## THE REQUEST
Rewrite every line of the material below as a JSON list of strings, one string per line, and omit any blank lines.

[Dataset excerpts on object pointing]
○ ○ ○ ○ ○ ○ ○

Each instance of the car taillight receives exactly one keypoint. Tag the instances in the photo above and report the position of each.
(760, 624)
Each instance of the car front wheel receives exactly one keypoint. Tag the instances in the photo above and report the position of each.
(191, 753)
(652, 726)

○ ○ ○ ○ ○ ○ ○

## WRITTEN RESPONSE
[
  "Each instance of the car taillight receives exactly one keypoint. Tag the instances in the photo above and report the position of each.",
  "(760, 624)",
  "Each instance of the car front wheel receives exactly one keypoint. Tag the instances in the photo above and report the position of each.",
  "(191, 753)",
  "(652, 726)"
]